Work request: Your response should consist solely of the lines from the one containing "Exercise. Point to the black and" through the final line of the entries, repeated exactly.

Recorded data:
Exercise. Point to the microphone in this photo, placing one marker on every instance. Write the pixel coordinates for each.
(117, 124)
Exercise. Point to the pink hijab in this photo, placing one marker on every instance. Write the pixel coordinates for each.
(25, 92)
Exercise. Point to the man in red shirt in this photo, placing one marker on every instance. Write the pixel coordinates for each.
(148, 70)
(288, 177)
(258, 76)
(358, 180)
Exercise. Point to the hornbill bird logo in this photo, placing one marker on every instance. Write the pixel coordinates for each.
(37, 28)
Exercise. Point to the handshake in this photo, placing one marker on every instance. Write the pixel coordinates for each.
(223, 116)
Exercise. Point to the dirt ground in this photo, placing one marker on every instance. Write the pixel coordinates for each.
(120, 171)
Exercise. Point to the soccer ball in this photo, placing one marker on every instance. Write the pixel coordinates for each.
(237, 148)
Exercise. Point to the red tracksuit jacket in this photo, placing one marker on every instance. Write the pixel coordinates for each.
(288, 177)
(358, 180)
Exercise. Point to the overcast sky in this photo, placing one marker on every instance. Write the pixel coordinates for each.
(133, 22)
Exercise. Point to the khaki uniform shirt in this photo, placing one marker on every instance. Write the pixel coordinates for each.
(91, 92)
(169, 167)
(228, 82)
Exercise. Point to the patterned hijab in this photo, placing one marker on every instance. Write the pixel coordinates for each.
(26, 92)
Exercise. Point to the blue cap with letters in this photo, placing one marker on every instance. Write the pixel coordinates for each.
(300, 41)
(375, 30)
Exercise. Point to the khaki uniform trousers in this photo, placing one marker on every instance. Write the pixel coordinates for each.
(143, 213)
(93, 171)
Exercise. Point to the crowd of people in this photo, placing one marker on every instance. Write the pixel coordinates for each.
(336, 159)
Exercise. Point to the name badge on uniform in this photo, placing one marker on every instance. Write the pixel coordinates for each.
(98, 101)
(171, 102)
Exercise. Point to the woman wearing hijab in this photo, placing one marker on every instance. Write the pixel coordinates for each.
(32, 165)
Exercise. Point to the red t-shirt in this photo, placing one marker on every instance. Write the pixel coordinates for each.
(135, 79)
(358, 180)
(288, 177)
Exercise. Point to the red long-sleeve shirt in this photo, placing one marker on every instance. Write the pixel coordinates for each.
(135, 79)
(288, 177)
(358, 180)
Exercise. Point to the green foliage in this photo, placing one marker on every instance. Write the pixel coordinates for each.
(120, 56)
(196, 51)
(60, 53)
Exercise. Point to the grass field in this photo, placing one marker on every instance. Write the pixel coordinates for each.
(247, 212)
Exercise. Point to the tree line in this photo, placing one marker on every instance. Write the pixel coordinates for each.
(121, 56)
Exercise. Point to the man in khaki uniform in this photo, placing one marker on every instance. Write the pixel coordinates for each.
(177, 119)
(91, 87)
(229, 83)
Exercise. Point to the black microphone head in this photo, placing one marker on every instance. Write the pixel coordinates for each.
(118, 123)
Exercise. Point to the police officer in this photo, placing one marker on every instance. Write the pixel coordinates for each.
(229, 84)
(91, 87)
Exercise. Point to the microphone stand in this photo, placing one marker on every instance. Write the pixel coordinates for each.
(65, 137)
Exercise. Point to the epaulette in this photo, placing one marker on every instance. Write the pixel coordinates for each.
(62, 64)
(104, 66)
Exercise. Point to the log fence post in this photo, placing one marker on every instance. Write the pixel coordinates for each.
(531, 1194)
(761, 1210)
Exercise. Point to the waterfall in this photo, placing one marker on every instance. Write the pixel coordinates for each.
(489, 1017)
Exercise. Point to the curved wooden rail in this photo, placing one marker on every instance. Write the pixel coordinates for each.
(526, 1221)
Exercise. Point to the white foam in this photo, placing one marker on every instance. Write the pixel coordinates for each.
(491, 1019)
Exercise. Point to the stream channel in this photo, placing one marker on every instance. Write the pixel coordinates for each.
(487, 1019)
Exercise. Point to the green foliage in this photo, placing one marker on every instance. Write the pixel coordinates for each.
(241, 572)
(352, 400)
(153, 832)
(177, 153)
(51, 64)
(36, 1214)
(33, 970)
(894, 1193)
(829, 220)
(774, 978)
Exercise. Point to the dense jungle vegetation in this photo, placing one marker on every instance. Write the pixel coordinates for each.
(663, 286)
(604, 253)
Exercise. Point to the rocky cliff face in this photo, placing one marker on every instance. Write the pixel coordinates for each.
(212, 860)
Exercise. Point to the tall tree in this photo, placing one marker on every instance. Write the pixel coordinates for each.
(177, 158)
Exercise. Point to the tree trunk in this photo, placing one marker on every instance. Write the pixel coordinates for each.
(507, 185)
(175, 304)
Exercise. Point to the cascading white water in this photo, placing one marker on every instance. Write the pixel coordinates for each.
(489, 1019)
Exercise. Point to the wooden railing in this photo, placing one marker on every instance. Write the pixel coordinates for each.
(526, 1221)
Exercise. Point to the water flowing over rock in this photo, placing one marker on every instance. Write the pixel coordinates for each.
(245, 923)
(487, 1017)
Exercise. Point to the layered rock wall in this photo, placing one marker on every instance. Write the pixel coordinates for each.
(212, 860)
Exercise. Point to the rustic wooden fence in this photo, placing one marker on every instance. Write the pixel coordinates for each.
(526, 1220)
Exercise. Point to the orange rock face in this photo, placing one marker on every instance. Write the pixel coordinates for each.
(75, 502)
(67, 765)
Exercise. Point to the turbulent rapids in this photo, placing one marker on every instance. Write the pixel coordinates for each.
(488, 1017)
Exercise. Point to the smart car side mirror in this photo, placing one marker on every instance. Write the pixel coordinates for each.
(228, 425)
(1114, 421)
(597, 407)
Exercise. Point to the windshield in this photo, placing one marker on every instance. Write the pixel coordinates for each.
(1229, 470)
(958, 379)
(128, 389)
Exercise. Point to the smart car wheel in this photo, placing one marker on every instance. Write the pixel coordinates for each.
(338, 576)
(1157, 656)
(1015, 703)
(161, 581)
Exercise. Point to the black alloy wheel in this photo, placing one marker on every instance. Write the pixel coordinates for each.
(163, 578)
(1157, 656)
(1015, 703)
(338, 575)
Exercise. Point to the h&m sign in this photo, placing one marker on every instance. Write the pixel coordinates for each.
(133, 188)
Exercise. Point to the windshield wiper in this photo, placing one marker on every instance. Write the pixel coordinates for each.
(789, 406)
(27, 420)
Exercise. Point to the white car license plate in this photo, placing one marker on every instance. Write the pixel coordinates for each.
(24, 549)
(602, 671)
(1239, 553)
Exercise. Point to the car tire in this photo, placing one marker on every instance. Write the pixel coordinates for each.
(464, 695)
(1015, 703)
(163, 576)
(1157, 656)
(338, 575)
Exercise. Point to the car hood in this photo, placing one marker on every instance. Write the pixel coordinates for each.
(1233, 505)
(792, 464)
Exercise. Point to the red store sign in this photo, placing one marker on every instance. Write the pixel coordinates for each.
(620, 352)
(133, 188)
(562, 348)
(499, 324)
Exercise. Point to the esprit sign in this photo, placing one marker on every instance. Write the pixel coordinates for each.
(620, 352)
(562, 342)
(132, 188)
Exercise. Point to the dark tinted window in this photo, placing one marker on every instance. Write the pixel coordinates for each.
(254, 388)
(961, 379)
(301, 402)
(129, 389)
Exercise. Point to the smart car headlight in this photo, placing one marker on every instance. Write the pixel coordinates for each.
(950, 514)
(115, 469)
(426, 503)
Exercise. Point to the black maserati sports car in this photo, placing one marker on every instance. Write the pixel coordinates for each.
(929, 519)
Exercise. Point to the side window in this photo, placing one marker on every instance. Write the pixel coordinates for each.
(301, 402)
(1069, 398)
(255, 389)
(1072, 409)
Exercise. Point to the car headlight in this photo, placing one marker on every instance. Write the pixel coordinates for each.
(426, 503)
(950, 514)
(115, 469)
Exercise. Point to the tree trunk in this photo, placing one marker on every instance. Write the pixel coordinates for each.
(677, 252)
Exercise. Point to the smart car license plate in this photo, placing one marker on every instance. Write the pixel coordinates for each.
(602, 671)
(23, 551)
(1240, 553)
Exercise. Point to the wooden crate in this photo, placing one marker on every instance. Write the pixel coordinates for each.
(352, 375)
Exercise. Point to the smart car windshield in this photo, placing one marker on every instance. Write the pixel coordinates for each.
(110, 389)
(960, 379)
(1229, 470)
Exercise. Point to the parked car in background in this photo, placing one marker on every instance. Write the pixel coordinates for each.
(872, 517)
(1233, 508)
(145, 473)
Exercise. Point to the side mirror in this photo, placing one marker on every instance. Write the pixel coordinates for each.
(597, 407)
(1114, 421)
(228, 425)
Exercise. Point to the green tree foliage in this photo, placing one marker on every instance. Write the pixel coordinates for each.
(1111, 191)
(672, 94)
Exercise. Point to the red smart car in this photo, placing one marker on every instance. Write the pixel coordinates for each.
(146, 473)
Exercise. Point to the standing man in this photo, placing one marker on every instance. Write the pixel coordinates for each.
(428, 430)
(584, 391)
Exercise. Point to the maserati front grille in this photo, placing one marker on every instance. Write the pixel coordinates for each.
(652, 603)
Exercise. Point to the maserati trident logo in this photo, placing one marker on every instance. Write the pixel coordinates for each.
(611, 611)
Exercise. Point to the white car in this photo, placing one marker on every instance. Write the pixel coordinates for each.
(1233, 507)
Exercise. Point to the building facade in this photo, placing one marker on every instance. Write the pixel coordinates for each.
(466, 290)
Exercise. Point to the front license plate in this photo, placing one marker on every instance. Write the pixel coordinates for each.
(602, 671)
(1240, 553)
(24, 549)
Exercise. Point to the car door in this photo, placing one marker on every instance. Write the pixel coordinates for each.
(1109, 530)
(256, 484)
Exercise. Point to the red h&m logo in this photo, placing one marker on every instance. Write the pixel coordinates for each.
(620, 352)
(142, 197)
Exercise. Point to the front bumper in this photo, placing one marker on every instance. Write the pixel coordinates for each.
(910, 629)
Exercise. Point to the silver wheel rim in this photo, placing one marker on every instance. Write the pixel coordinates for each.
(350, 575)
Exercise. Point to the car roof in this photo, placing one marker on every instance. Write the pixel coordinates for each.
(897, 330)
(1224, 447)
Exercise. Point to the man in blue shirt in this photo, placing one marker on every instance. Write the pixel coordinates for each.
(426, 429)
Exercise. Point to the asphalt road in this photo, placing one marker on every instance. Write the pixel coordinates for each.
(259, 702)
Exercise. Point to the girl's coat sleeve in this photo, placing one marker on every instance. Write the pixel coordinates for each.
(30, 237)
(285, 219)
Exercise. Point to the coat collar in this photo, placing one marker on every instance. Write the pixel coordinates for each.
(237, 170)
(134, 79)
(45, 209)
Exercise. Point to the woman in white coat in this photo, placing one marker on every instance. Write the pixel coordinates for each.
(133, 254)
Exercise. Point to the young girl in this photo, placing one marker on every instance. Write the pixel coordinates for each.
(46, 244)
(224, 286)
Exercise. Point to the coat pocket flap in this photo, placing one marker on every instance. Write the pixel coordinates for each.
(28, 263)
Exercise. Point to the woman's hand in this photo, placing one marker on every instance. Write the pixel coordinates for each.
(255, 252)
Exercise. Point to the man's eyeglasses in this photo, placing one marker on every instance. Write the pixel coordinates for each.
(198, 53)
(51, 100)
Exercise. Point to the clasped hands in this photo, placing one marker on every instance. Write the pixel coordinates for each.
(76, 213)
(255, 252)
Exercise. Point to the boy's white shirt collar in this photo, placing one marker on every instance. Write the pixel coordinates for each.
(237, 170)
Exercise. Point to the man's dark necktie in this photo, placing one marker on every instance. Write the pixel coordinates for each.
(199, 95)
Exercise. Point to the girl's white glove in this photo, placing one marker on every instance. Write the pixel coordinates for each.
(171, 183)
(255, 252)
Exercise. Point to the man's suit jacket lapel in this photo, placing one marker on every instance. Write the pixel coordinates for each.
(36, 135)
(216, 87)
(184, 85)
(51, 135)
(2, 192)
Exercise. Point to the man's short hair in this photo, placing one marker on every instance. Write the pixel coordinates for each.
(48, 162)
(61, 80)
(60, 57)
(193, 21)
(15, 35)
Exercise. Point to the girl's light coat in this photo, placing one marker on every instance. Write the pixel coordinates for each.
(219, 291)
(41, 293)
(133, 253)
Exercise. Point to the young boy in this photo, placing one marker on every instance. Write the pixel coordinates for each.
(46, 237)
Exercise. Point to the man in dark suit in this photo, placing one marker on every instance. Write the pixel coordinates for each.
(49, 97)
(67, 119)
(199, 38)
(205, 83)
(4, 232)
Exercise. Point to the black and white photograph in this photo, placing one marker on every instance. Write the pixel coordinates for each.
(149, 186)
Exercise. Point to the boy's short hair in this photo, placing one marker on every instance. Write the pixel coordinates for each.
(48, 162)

Output below:
Exercise. Point to the black and white photograph in this photo, placing one marker on every instance. Write the pixel coordinates for each.
(149, 186)
Exercise. Point to the boy's short hair in this photo, placing one marker on every instance. Write the pixel coordinates for each.
(48, 162)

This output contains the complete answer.